WHAT IS ASKED: Show each line of the entries below that contains the string "horse". Match case.

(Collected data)

==*==

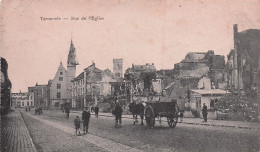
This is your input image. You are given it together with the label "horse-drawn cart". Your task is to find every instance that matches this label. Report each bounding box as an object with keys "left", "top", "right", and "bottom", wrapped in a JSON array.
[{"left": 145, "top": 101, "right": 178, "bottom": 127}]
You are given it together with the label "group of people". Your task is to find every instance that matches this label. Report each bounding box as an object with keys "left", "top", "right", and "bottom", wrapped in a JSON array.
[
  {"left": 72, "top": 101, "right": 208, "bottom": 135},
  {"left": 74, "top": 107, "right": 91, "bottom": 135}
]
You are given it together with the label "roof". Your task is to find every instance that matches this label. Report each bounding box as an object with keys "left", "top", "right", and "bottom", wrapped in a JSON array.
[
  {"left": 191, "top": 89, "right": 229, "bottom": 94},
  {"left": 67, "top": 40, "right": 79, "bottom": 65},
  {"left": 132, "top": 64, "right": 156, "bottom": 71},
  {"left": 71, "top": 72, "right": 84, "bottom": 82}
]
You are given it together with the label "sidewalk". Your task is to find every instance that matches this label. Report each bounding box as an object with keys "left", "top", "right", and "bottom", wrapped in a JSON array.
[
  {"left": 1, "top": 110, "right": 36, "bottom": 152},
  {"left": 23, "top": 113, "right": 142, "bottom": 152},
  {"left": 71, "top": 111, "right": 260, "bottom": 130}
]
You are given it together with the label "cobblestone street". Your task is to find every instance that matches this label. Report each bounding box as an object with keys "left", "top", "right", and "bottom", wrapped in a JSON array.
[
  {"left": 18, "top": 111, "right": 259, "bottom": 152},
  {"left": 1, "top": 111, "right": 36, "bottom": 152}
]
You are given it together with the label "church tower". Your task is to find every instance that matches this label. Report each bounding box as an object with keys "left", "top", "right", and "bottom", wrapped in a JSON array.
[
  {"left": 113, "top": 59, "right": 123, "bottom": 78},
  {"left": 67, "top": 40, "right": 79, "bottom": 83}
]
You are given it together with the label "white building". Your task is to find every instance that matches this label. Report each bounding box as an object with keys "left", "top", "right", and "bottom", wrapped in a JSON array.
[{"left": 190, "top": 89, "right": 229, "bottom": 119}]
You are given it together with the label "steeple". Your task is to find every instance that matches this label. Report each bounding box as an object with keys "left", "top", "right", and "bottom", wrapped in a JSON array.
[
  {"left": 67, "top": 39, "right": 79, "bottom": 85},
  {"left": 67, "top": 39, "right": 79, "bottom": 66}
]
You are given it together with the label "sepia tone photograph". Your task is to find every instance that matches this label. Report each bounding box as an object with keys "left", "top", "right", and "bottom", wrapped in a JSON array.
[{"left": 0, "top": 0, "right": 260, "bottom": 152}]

==*==

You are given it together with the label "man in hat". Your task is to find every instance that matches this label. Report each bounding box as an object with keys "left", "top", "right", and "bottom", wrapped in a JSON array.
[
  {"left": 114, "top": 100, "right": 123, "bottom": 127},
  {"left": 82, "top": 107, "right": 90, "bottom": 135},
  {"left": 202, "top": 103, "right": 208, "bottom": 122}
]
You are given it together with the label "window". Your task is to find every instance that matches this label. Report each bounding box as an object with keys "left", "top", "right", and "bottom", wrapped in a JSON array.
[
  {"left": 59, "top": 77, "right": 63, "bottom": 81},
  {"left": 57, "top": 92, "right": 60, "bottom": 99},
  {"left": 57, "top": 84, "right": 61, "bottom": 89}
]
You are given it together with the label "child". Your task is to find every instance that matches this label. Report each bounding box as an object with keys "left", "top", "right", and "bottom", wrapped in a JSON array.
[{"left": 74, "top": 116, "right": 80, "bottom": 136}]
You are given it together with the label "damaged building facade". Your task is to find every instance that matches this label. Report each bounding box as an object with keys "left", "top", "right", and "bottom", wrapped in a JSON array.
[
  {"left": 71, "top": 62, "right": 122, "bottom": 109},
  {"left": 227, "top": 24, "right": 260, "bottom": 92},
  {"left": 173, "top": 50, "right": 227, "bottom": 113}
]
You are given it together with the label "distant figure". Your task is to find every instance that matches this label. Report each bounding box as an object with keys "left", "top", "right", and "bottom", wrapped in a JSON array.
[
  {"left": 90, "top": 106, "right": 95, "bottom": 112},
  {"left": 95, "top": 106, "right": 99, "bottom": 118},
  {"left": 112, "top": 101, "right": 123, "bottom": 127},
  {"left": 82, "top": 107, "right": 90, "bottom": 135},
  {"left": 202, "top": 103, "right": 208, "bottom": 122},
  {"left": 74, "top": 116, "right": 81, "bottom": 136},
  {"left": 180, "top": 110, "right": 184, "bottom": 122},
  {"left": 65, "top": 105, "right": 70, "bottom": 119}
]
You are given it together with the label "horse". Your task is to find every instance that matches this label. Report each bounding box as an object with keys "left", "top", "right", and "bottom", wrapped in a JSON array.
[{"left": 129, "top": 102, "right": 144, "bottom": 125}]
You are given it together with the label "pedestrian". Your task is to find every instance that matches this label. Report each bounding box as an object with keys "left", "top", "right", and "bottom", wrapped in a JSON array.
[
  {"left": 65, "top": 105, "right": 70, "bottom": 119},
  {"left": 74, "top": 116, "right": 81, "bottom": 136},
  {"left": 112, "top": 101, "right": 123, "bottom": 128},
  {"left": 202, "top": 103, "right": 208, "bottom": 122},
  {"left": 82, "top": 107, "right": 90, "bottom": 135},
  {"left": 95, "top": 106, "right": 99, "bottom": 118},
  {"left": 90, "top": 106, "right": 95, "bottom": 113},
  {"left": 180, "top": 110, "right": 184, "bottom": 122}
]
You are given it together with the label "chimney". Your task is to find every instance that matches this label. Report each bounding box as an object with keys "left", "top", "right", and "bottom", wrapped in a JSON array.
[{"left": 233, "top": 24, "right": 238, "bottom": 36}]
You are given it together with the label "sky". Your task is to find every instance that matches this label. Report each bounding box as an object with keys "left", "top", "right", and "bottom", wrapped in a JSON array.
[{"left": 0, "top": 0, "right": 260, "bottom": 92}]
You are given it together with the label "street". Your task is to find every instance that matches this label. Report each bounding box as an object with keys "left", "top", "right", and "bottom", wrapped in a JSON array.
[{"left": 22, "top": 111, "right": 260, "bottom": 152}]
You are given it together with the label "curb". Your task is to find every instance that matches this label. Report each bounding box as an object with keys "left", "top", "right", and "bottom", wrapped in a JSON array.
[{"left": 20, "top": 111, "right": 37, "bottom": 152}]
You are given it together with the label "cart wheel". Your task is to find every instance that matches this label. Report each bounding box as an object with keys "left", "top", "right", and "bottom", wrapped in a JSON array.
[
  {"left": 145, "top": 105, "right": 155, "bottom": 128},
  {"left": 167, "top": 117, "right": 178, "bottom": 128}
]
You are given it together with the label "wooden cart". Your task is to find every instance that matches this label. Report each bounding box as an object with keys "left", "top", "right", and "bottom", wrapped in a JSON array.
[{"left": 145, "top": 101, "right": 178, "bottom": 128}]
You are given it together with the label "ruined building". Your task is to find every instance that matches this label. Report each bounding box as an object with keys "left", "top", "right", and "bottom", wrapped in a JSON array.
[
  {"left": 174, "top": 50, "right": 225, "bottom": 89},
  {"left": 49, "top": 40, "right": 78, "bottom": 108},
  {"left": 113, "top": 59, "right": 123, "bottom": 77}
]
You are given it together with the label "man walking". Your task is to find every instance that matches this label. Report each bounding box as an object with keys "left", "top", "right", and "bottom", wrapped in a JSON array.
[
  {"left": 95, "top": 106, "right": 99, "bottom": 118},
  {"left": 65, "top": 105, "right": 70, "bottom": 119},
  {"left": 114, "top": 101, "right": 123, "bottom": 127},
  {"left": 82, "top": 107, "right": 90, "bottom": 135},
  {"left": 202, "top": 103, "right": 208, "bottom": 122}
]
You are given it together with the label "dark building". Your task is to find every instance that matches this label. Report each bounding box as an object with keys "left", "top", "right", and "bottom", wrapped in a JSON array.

==*==

RESULT OF THIS EXERCISE:
This is your input image. You are given it together with the label "horse-drawn cart". Your task is to find every instance that matches this label. Report each bounding box as an object with keys "left", "top", "right", and "bottom", wrapped in a JSON array.
You are given it together with the label "horse". Your task is to find every instance that matches this label. Report each bounding box as an object with keys "left", "top", "right", and "bottom", wrapped in a JSON array.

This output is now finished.